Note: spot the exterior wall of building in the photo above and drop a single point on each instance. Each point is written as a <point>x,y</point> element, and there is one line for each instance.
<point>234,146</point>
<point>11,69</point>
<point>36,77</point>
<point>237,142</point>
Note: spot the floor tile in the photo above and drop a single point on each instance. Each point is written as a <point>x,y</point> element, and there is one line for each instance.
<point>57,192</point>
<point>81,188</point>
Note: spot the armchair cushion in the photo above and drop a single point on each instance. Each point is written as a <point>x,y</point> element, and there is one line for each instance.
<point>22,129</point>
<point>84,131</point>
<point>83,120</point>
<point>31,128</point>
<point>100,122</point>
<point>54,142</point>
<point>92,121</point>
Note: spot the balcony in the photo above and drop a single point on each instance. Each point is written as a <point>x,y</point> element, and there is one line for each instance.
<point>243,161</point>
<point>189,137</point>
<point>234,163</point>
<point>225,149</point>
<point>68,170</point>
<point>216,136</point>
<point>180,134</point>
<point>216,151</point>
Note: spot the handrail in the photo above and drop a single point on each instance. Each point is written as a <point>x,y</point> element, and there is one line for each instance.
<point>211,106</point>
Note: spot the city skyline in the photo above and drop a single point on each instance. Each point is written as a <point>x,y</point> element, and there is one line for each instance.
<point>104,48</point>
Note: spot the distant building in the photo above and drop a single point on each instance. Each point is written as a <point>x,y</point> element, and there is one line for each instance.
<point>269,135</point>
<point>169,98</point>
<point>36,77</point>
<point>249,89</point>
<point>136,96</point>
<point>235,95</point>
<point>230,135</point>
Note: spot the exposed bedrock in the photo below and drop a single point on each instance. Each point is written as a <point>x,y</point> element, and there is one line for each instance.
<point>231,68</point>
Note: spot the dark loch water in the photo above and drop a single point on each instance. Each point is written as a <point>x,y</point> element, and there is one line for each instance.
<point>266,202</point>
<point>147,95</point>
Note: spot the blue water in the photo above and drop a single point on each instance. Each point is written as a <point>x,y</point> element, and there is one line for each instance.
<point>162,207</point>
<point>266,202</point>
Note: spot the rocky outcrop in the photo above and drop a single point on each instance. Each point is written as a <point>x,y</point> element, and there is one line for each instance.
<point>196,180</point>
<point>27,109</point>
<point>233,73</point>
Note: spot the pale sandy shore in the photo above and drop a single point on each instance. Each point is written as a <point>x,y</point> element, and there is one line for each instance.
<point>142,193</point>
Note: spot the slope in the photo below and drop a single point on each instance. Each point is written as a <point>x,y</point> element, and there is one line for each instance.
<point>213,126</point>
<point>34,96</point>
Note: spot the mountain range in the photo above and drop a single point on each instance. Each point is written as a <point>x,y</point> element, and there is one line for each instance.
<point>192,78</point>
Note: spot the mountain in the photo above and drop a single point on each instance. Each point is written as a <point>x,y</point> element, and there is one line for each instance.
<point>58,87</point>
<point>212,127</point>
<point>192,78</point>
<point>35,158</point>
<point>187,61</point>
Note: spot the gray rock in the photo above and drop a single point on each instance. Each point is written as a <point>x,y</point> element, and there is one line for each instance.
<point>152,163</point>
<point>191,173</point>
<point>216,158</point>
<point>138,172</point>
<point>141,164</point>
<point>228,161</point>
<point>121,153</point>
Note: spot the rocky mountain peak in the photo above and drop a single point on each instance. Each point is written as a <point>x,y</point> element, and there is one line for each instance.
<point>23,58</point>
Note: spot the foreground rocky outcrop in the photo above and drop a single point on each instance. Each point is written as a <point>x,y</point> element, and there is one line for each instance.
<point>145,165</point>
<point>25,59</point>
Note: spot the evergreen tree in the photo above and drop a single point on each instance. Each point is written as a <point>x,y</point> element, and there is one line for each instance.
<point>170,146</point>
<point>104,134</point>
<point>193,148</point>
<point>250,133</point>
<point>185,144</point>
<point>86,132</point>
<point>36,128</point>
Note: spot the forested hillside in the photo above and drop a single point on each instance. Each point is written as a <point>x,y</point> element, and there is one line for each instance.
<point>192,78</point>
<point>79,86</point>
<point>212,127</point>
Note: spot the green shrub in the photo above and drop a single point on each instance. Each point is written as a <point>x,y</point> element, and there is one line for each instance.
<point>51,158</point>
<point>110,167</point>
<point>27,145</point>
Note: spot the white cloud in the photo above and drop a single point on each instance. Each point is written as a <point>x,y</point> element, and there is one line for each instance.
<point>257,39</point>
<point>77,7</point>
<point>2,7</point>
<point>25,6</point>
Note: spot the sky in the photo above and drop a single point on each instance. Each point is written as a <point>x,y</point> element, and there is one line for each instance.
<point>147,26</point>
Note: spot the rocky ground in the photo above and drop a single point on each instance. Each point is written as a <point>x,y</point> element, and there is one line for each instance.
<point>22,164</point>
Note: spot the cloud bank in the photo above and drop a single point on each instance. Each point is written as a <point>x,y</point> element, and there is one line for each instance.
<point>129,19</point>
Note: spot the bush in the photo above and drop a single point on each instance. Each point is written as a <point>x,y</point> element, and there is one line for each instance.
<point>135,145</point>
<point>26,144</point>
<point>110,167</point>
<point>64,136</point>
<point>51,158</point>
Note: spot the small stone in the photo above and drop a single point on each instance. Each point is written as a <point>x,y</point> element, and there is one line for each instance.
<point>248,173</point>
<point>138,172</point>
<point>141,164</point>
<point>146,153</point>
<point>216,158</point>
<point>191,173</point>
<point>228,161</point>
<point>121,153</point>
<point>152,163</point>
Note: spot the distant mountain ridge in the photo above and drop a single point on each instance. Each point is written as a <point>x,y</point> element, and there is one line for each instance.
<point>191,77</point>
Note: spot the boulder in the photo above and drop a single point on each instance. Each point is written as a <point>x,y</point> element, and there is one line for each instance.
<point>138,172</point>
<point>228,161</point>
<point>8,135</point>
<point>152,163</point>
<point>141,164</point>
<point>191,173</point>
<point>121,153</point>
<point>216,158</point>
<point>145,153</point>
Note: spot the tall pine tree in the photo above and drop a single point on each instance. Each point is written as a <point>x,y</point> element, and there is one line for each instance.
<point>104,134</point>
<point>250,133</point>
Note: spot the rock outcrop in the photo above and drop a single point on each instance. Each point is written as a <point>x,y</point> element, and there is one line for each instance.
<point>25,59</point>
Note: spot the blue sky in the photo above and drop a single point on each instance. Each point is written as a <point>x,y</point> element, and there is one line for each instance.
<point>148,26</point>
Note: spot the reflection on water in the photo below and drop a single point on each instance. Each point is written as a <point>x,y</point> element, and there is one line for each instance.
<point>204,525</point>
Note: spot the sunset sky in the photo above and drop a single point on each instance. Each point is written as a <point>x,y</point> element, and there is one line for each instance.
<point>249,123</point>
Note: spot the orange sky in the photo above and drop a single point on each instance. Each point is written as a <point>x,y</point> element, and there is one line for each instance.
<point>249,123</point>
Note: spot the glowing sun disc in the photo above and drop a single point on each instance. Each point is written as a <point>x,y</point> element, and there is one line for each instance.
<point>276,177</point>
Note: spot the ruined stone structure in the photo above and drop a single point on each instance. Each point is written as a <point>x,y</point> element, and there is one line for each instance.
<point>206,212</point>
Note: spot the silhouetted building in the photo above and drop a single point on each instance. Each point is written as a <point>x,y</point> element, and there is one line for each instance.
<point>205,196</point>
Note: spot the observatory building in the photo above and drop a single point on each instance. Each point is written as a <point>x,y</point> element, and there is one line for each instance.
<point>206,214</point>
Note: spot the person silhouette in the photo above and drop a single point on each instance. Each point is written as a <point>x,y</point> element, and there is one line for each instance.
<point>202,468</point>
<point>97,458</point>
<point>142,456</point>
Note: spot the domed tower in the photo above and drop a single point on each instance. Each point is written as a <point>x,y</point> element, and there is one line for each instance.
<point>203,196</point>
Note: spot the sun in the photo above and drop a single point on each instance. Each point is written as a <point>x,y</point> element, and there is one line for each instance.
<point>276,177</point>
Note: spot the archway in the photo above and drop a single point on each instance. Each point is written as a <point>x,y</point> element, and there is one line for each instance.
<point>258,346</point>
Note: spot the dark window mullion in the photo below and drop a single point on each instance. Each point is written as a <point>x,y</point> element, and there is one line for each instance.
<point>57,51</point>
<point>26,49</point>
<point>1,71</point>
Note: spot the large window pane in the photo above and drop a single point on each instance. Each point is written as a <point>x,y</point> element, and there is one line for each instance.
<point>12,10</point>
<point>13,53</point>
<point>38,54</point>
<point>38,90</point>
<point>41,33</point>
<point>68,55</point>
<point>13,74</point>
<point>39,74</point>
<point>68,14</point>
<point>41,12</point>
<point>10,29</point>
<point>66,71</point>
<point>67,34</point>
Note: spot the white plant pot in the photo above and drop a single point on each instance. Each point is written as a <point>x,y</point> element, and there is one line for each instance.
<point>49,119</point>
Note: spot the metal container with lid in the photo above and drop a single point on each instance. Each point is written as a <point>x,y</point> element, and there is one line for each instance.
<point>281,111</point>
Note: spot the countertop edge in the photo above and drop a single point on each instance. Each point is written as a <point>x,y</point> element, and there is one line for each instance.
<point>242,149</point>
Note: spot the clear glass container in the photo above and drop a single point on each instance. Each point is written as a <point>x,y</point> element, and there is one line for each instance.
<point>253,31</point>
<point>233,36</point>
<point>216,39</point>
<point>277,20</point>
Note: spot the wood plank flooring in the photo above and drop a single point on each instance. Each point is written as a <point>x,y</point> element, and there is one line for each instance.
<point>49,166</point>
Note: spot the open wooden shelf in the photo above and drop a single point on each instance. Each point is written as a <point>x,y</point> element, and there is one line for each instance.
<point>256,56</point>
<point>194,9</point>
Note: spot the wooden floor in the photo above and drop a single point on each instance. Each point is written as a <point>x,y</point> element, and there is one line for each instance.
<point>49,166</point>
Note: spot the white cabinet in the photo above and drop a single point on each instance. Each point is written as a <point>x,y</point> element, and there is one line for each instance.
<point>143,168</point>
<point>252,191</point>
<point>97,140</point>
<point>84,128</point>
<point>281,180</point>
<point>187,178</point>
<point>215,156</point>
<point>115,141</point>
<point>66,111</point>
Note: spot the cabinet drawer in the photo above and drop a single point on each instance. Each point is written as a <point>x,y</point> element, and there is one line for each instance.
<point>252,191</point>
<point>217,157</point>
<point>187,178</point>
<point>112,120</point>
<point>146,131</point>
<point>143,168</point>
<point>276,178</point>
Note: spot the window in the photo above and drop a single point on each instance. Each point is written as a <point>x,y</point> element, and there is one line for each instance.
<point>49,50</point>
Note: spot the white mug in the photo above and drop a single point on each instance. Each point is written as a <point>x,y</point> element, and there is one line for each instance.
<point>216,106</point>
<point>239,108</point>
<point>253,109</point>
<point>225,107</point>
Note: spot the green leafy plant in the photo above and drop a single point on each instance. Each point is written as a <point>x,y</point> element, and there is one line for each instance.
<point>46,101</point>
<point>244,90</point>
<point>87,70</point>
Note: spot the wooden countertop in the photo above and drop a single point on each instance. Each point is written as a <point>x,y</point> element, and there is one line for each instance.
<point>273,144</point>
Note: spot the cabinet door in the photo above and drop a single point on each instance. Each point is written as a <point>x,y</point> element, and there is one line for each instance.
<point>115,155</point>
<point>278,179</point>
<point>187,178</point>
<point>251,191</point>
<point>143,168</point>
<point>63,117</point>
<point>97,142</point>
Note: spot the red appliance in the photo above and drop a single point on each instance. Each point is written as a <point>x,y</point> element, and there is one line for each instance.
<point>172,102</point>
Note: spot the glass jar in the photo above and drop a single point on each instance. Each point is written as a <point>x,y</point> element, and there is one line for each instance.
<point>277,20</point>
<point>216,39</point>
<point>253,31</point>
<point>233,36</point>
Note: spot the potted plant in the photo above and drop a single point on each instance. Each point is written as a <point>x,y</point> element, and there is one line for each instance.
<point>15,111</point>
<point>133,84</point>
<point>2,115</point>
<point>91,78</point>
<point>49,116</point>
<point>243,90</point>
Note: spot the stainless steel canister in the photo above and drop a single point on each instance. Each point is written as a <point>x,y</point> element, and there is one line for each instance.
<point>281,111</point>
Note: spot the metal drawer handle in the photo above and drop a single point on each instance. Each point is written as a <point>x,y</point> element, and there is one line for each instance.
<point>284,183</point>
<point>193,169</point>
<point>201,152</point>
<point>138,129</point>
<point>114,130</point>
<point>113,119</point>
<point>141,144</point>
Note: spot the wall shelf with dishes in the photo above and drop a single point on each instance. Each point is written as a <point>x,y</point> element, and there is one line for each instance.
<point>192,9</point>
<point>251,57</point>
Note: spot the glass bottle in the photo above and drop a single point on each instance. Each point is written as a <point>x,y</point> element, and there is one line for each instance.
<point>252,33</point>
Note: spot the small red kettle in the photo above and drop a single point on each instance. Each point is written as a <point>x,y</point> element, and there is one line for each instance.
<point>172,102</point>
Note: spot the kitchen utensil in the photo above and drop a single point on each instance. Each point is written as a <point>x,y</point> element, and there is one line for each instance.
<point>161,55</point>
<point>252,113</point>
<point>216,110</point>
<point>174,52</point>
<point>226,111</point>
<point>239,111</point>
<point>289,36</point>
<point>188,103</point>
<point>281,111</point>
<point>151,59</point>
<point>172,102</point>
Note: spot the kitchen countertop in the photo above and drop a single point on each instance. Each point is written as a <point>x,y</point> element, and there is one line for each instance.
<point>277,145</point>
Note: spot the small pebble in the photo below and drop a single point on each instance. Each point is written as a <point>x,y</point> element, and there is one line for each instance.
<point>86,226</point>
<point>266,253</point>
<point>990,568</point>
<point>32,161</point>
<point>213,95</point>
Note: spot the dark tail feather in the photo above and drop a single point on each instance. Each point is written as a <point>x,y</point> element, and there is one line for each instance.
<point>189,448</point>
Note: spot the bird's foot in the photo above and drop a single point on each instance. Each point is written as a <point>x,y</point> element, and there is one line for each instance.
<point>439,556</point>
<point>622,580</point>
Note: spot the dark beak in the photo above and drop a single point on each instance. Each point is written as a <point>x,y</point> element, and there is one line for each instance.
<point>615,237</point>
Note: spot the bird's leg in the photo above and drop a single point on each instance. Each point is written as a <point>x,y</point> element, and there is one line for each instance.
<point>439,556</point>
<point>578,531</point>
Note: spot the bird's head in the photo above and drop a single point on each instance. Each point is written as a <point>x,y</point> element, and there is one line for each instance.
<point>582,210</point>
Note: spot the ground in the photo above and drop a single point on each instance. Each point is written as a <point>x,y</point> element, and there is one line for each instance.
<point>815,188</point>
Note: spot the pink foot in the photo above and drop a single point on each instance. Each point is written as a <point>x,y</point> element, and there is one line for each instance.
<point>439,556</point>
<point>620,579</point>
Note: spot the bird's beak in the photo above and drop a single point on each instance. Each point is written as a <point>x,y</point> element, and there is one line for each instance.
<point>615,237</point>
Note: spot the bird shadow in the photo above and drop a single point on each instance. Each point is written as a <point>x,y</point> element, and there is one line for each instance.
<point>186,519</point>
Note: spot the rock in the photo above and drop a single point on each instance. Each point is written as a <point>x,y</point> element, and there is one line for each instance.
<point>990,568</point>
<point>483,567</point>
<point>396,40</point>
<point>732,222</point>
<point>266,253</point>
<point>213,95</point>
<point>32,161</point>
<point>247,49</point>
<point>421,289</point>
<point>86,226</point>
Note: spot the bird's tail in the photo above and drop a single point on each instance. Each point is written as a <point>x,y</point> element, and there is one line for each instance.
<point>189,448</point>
****
- [Exercise description]
All that is wanted is the line with "Note: spot the dark beak" and every later line in the entries, reproduced exactly.

- [Solution to this task]
Note: spot the dark beak in the photo above and drop a single point on each instance. Each point is written as a <point>x,y</point> element, and there is one line for each instance.
<point>615,237</point>
Note: spot the bird's leg in the photo above and drop a single point on each instance. Each point is written as a <point>x,y</point> element, and there is one line for each instance.
<point>439,556</point>
<point>578,531</point>
Note: spot the bird's head in the photo above and drop a single point on each instance. Each point is written as a <point>x,y</point> element, and there is one line for each instance.
<point>582,210</point>
Note: spot the ground in the photo above and drop a single point on each instance. Each point is written as a <point>x,y</point> element, and there is one line for each instance.
<point>815,188</point>
Note: spot the pink foot in the photo above and drop a single point on each instance. Each point is written as a <point>x,y</point> element, and there is one line for each instance.
<point>439,556</point>
<point>620,579</point>
Note: spot the bird's beak in the photo above and drop a single point on each instance. Each point is written as a <point>x,y</point> element, and there is one line for each instance.
<point>615,237</point>
Note: spot the bird shadow in the photo above and drop a single point on each instance. Each point is written as a <point>x,y</point> element, and there is one line for each instance.
<point>186,519</point>
Note: spot the rock in the photo above and drop a single point on each instance. Each point is written as a <point>x,y</point> element, and there is one line for each instance.
<point>990,568</point>
<point>483,567</point>
<point>396,40</point>
<point>732,222</point>
<point>266,253</point>
<point>213,95</point>
<point>32,161</point>
<point>247,49</point>
<point>421,289</point>
<point>86,226</point>
Note: spot the bird's tail in the photo above and drop a single point on each instance. Each point is written as a <point>x,y</point> element, and there is one line for each instance.
<point>189,448</point>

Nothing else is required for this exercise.